==== Section du texte
Le livre de ma mère d’Albert Cohen : une stèle pour l’éternité, par Gregory Mion

Crédits photographiques : Mark Bridger (National Geographic).

3822542879.JPGGregory Mion dans la Zone.





«Aujourd’hui, maman est morte. Ou peut-être hier, je ne sais pas. J’ai reçu un télégramme de l’asile : «Mère décédée. Enterrement demain. Sentiments distingués.» Cela ne veut rien dire. C’était peut-être hier.»
Albert Camus, L’Étranger.

«Il se souvient que dans son enfance il avait lu un conte dont il a aujourd’hui oublié le titre et le nom de l’auteur. Ce conte racontait cette histoire : Dans un royaume, tous les habitants portaient sur la poitrine un miroir où apparaissait à la vue de tous une mauvaise idée qu’ils nourrissaient en eux. Ainsi, personne n’entretenait la moindre tromperie, sinon on n’aurait plus osé se montrer, ou on risquait d’être chassé de ce pays qui était désormais devenu un pays de gentilshommes.»
Gao Xingjian, Le livre d’un homme seul.

«On s’accommode aussi de l’hiver. On croit respirer plus largement quand les arbres se dressent devant nous, si fantomatiques, si transparents. Ils ne sont rien, mais aussi ils ne couvrent rien. Mais quand paraissent, un jour, tous les bourgeons et les fleurs, on s’impatiente jusqu’à ce que tout le feuillage sorte, jusqu’à ce que la campagne prenne corps et que l’arbre nous oppose sa forme.»
Goethe, Les affinités électives.
========
==== Données extraites
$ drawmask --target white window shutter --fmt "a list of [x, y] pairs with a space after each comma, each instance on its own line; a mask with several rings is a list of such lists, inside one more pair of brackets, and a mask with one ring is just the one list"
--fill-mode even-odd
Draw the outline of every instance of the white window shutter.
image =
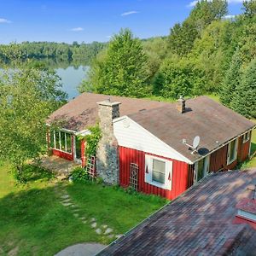
[[166, 189], [172, 190], [172, 162], [166, 162]]
[[150, 155], [145, 155], [145, 183], [151, 183], [152, 177], [152, 158]]

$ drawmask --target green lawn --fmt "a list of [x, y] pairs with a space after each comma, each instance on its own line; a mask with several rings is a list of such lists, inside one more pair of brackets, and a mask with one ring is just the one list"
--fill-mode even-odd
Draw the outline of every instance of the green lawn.
[[60, 195], [67, 192], [79, 207], [78, 213], [107, 224], [114, 235], [124, 234], [166, 203], [156, 196], [129, 195], [102, 184], [56, 183], [39, 172], [25, 185], [17, 185], [9, 166], [2, 164], [0, 255], [53, 255], [79, 242], [111, 242], [113, 238], [97, 235], [71, 207], [61, 204]]

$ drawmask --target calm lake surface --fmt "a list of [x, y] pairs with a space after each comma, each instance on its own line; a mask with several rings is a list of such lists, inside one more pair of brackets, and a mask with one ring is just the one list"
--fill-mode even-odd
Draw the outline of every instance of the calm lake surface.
========
■ **Consigne**
Répondez aux questions suivantes d'après l'extrait sur Le livre de ma mère.
1. Qui signe l'article, selon son titre ?
2. Dans la citation de L'Étranger, de quel endroit provient le télégramme reçu ?
3. Dans le conte évoqué par la citation de Gao Xingjian, qu'est-ce que les habitants portaient sur la poitrine ?

■ **Résultat**
1. Gregory Mion.
2. De l'asile.
3. Un miroir.